### Given problem
Please return each line of the material that contains the word "arched", copied without changes.

### Information provided
** begin **

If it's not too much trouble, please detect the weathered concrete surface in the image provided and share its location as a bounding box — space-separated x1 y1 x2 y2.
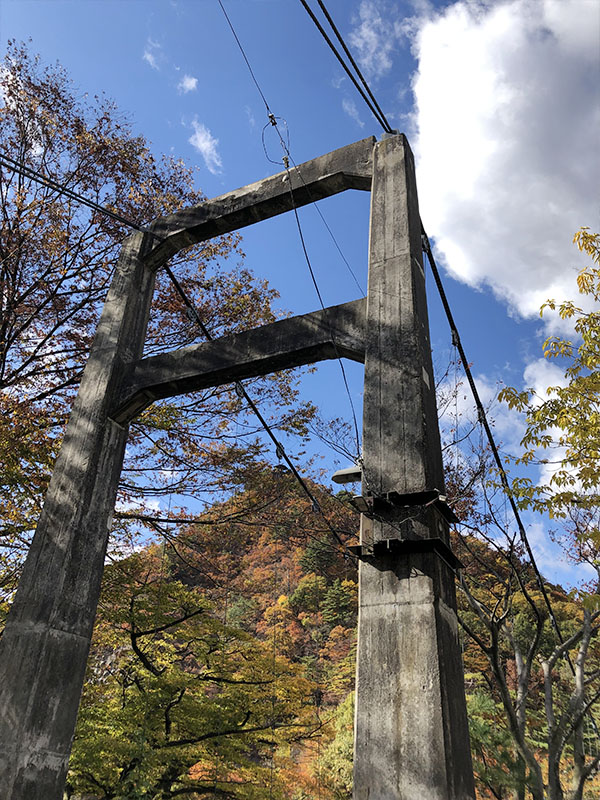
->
0 139 373 800
353 136 475 800
112 298 366 423
148 136 375 268
0 228 154 800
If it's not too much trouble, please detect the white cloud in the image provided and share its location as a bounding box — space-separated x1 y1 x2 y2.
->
527 522 596 586
342 97 365 128
188 117 223 175
142 37 161 70
348 0 396 80
412 0 600 316
177 75 198 94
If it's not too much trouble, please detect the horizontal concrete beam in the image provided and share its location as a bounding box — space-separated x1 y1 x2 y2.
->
110 298 366 425
145 136 376 269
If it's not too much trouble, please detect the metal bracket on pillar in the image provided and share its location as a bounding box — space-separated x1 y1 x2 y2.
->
351 489 459 524
348 537 462 570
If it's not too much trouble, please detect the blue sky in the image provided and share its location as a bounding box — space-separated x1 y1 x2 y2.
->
0 0 600 572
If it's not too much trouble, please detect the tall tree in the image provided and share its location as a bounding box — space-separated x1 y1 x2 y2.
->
0 42 313 595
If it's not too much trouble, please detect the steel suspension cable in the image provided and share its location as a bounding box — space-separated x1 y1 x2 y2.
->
317 0 392 133
298 0 392 133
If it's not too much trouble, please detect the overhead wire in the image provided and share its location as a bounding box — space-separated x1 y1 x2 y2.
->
300 0 597 730
296 0 393 133
217 0 368 461
312 0 392 133
0 142 356 554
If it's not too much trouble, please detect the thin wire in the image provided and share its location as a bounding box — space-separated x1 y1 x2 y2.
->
296 0 392 133
421 223 575 674
0 152 151 236
0 144 356 553
317 0 392 133
217 0 271 114
165 265 354 552
218 0 368 460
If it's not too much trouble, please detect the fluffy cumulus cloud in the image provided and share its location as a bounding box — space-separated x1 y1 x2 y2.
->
142 37 162 70
412 0 600 316
177 75 198 94
188 117 223 175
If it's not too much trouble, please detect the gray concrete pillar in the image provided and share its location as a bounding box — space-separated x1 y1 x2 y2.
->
353 135 475 800
0 234 154 800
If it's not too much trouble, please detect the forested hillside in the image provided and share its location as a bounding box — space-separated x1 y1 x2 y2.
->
62 467 600 800
0 44 600 800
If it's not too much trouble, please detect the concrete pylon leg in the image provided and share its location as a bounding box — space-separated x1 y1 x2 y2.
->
353 136 475 800
0 234 154 800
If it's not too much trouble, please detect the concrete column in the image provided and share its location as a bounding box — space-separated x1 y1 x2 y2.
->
0 234 154 800
353 135 475 800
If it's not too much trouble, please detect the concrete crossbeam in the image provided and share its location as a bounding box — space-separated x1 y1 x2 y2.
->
111 298 366 424
353 136 475 800
147 136 375 268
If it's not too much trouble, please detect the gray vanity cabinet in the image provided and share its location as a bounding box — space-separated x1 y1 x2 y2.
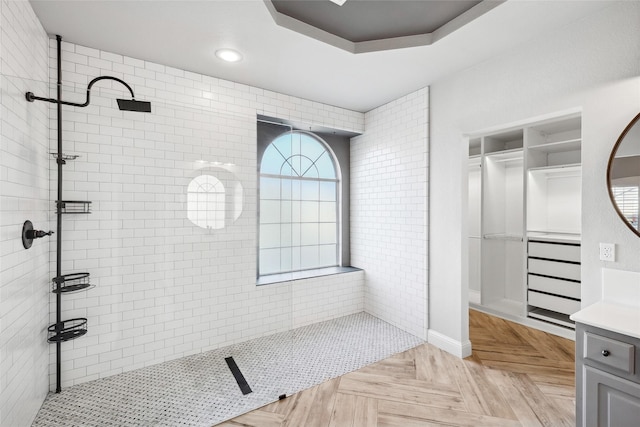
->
576 323 640 427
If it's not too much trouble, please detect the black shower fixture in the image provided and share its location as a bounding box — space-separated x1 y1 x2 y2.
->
26 76 151 113
116 99 151 113
22 36 151 393
22 220 53 249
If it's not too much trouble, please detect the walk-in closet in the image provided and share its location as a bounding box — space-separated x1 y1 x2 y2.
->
468 113 582 333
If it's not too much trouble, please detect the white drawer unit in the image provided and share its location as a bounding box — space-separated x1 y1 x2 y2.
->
527 291 580 315
529 257 580 281
527 239 581 328
529 241 580 263
527 274 581 300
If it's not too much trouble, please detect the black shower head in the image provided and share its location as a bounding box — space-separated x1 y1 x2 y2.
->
117 99 151 113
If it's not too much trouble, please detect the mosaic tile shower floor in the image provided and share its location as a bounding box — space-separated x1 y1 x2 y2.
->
33 313 423 427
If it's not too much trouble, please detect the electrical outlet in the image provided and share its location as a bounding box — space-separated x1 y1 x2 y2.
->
600 243 616 262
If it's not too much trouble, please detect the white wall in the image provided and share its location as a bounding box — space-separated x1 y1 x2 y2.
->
429 2 640 352
50 40 364 386
0 0 50 426
351 88 429 339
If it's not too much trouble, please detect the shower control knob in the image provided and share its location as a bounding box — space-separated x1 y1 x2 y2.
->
22 220 53 249
27 230 53 239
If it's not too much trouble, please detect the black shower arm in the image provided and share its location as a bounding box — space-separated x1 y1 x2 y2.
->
26 76 135 107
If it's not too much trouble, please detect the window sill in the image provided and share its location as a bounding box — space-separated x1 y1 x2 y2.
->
256 267 362 286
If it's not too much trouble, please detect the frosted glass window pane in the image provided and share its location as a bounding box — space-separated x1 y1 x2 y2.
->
301 181 320 200
280 248 298 271
280 224 300 247
291 223 301 246
293 156 318 178
318 245 338 267
300 246 320 269
291 248 302 271
319 224 337 243
260 200 282 224
291 201 302 222
258 132 339 274
291 180 302 200
300 202 319 222
280 179 293 200
319 202 336 222
320 182 336 202
260 177 281 200
260 249 281 274
300 224 318 245
277 162 297 176
260 224 280 248
280 200 292 223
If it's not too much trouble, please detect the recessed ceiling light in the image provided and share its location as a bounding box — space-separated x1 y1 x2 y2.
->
216 49 242 62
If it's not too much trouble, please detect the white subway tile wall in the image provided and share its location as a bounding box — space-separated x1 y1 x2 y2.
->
49 40 364 387
351 88 429 339
0 0 50 426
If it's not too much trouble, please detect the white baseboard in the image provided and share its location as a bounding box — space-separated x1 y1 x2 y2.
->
427 329 471 358
469 289 481 304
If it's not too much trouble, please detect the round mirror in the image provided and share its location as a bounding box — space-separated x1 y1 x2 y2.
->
607 114 640 236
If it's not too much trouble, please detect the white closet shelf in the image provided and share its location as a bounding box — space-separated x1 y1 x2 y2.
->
527 231 581 243
527 163 582 175
485 148 524 162
482 233 522 242
529 138 582 153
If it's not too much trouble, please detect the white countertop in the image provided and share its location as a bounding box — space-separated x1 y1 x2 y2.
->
570 301 640 338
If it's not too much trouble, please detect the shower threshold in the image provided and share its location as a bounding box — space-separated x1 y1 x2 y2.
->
33 313 424 427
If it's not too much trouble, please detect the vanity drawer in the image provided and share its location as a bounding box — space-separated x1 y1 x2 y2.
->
529 242 580 262
527 274 581 299
529 258 580 281
582 332 635 375
527 291 580 314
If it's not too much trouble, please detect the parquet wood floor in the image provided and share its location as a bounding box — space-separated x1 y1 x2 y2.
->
221 310 575 427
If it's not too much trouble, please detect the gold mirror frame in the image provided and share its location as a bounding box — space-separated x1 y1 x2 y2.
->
607 113 640 237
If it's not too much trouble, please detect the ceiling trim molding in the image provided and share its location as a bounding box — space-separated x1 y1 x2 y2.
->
264 0 507 54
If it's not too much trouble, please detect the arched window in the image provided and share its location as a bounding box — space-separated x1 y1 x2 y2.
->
258 131 340 275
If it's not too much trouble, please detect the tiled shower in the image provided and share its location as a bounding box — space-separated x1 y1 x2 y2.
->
0 0 428 425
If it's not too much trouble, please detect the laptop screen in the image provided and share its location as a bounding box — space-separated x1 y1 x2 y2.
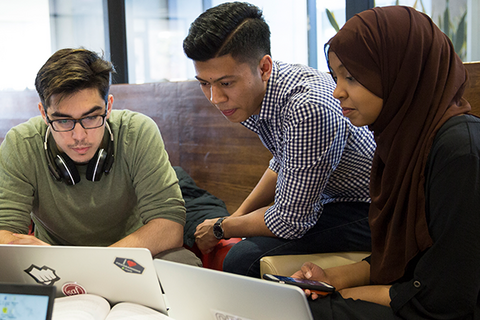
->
0 283 55 320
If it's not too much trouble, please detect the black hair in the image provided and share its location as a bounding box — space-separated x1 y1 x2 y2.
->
35 48 115 110
183 2 271 65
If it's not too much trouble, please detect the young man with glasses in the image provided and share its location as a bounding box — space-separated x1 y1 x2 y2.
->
0 49 199 264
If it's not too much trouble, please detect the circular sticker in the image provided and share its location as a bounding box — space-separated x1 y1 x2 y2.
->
62 282 87 296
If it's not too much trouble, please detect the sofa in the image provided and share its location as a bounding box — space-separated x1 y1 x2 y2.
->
0 62 480 275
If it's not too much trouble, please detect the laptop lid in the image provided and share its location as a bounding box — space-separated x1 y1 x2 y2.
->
0 245 167 314
0 283 55 320
153 259 313 320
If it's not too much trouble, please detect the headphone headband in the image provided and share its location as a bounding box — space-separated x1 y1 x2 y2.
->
43 121 114 185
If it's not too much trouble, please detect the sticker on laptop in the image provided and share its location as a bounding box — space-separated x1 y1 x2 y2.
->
212 310 250 320
62 282 87 296
113 258 145 274
23 264 60 286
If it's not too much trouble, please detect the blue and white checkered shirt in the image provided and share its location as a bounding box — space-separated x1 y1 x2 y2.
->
242 61 375 239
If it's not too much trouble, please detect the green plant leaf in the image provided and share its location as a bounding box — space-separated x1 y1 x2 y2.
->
443 0 452 39
325 9 340 32
453 10 467 58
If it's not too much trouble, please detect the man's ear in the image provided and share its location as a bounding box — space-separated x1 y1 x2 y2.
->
107 94 113 119
38 102 48 125
259 54 273 82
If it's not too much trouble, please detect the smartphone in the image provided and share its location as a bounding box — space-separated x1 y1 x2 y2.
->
263 273 335 293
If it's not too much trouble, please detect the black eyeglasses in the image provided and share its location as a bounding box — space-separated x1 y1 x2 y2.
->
45 113 107 132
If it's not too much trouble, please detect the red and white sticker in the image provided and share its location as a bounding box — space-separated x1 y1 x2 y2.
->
62 282 87 296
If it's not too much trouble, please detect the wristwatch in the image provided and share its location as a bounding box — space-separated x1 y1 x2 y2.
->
213 217 225 240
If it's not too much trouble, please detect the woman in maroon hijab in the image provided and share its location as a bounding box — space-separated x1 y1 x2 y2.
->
294 6 480 319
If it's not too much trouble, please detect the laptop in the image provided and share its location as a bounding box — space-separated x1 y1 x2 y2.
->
0 282 55 320
0 245 167 315
153 259 313 320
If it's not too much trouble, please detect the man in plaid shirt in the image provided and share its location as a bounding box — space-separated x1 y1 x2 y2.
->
183 2 375 277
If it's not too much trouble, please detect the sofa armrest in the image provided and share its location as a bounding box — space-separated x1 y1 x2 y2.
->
260 251 370 276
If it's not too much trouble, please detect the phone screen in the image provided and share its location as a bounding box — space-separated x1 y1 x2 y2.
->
263 274 335 292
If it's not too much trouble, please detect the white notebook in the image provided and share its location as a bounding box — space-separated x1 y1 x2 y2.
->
153 259 313 320
0 245 167 314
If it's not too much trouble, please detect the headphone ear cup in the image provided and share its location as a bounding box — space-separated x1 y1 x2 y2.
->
54 154 80 185
85 149 107 181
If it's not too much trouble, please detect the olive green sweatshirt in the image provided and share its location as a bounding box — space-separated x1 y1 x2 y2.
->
0 110 185 246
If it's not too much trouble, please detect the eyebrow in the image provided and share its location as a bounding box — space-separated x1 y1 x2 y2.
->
195 75 235 83
51 106 105 118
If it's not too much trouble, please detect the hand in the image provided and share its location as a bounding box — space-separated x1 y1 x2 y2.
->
8 233 49 246
194 219 218 254
292 262 330 300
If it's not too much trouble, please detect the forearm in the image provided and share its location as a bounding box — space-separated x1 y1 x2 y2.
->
340 285 391 307
0 230 17 244
111 218 183 256
222 207 275 238
232 168 277 217
325 261 370 290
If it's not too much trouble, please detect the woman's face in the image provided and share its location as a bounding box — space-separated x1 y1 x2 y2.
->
328 51 383 127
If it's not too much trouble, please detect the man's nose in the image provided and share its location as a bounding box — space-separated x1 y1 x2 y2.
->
210 85 227 104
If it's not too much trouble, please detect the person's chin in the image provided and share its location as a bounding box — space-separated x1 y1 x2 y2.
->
69 154 93 165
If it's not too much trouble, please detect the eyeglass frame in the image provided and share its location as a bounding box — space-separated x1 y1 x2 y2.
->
45 110 107 132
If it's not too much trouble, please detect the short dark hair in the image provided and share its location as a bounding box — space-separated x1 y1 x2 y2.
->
35 48 115 110
183 2 271 64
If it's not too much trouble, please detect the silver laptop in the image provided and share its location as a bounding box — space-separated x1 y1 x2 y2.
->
153 259 313 320
0 282 55 320
0 245 167 314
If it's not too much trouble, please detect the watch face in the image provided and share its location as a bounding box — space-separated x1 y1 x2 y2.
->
213 218 224 240
213 224 223 240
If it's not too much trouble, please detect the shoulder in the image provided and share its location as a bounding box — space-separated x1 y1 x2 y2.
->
427 115 480 170
108 110 163 148
108 110 158 135
431 115 480 156
267 61 342 116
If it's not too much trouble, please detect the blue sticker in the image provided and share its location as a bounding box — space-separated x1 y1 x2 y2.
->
24 264 60 286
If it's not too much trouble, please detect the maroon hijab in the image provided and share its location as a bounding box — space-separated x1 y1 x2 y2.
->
328 6 470 284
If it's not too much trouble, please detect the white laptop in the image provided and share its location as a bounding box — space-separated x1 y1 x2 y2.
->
153 259 313 320
0 245 167 314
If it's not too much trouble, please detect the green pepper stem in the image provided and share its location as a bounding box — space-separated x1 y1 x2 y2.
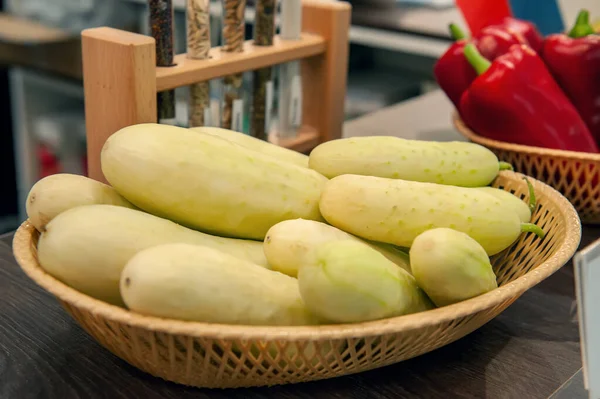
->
463 43 492 75
521 223 546 238
448 24 467 41
523 177 537 215
569 10 596 39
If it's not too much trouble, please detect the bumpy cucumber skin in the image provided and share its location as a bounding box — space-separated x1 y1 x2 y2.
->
410 228 498 306
120 243 316 326
101 124 327 240
298 240 432 323
25 173 135 231
309 136 499 187
320 175 521 255
191 126 308 168
38 205 267 306
475 187 531 223
264 219 410 277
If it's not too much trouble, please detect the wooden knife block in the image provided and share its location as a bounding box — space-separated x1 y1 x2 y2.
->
82 0 351 182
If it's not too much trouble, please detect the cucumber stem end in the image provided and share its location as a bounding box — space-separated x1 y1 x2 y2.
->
523 177 537 215
521 223 546 238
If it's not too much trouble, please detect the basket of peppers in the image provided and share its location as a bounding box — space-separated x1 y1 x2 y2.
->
434 10 600 224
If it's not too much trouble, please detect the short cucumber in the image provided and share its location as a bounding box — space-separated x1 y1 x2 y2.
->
264 219 410 277
320 175 544 255
101 123 327 240
309 136 508 187
38 205 267 305
25 173 135 231
298 240 432 323
410 228 498 306
120 243 316 326
191 126 308 168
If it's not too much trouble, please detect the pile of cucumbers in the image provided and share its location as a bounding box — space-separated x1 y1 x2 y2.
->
27 124 544 326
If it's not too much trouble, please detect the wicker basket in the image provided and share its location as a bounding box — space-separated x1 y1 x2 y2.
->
13 172 581 388
452 112 600 224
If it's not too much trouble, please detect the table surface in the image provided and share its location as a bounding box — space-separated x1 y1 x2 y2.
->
0 228 600 399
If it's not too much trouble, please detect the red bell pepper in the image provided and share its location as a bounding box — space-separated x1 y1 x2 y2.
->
433 24 477 108
502 17 544 52
475 25 527 61
542 10 600 145
460 44 598 153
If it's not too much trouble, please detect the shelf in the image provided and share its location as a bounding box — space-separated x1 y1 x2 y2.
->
274 125 319 153
156 34 326 91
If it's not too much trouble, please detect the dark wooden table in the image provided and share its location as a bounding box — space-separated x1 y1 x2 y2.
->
0 228 600 399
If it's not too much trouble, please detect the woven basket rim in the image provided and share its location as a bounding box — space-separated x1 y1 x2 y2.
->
13 171 581 341
452 110 600 162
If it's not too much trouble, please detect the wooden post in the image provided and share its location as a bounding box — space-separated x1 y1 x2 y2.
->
301 0 352 142
82 27 157 182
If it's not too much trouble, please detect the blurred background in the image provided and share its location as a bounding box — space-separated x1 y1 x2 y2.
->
0 0 600 233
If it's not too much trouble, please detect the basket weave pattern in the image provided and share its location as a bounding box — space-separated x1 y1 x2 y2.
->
13 172 581 388
453 113 600 224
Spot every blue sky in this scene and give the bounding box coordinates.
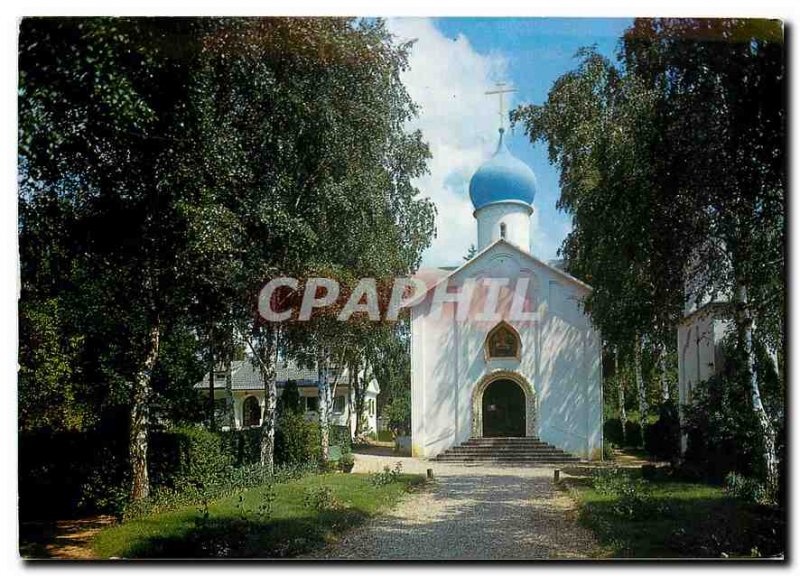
[389,18,631,266]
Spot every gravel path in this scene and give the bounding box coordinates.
[310,455,596,560]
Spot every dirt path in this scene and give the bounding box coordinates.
[19,516,114,560]
[310,455,596,560]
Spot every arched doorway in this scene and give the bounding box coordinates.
[242,396,261,428]
[472,370,537,438]
[481,379,525,438]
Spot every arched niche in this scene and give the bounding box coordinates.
[483,320,522,360]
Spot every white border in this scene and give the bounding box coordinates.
[0,0,800,574]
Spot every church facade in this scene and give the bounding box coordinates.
[411,129,603,459]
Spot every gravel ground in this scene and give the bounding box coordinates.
[306,454,596,560]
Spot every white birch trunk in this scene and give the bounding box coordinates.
[736,286,778,494]
[633,334,647,446]
[614,347,628,443]
[317,349,330,462]
[128,322,160,501]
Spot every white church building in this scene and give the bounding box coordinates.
[411,129,603,459]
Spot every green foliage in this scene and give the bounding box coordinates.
[644,402,681,460]
[304,486,344,512]
[275,413,321,465]
[572,472,786,559]
[592,468,655,519]
[603,438,614,461]
[603,418,625,446]
[339,452,356,472]
[221,428,263,466]
[723,472,770,504]
[370,462,403,486]
[684,373,764,481]
[18,18,434,493]
[149,426,233,491]
[18,298,87,430]
[92,474,420,558]
[622,418,642,448]
[328,425,353,454]
[18,418,130,520]
[278,380,303,414]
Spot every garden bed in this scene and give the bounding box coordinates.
[562,472,785,558]
[93,474,424,558]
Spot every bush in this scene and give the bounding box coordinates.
[328,425,353,454]
[275,413,322,465]
[644,401,681,460]
[603,418,625,446]
[623,420,642,448]
[684,374,764,482]
[592,468,654,519]
[221,427,262,466]
[303,486,344,512]
[149,426,234,491]
[18,417,129,520]
[370,462,403,486]
[603,439,614,460]
[723,472,769,504]
[339,452,356,472]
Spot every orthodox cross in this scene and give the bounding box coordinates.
[484,82,516,130]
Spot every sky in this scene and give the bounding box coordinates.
[388,18,631,267]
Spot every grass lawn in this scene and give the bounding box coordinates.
[570,478,785,558]
[93,474,424,558]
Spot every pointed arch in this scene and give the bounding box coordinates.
[483,320,522,360]
[472,370,537,438]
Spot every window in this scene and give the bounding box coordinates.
[486,322,520,359]
[306,396,319,412]
[333,396,344,414]
[242,396,261,428]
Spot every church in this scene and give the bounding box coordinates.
[411,128,603,459]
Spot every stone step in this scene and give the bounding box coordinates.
[436,437,580,464]
[436,458,580,464]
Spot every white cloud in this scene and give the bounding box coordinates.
[388,18,513,266]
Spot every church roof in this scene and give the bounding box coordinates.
[469,128,536,210]
[415,238,592,305]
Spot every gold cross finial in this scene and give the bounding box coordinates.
[484,82,516,130]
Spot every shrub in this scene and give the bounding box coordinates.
[18,417,129,520]
[723,472,769,504]
[603,439,614,460]
[278,380,303,414]
[328,425,353,454]
[644,401,681,460]
[339,452,356,472]
[275,413,322,464]
[303,486,344,512]
[221,427,262,466]
[623,420,642,448]
[592,468,654,519]
[603,418,625,446]
[149,426,233,491]
[370,462,403,486]
[684,373,763,482]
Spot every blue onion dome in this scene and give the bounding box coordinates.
[469,128,536,210]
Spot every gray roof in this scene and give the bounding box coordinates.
[194,359,340,390]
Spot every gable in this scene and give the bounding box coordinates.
[426,238,592,297]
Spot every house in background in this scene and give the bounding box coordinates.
[194,359,380,434]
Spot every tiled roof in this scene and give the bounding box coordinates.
[194,359,340,390]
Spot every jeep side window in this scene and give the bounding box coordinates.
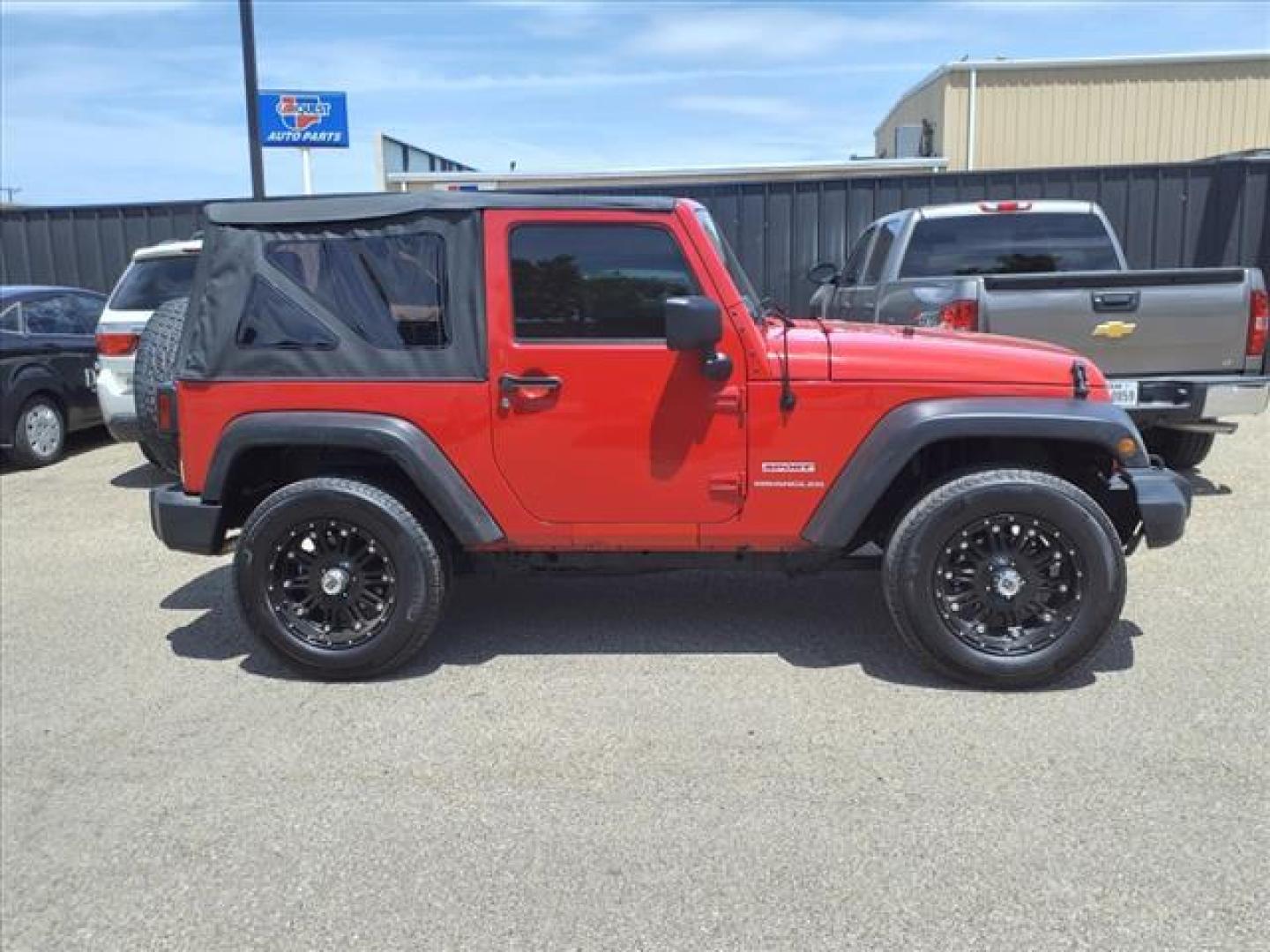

** end **

### Output of the task
If it's not too much trouble, please detect the arched window in the image provided and share its location as a bounding box — space-separated x1 y1 x2 y2.
Spot every arched doorway in this scene and give the bounding box coordinates.
Spot every arched niche in this scene and give the bounding box coordinates.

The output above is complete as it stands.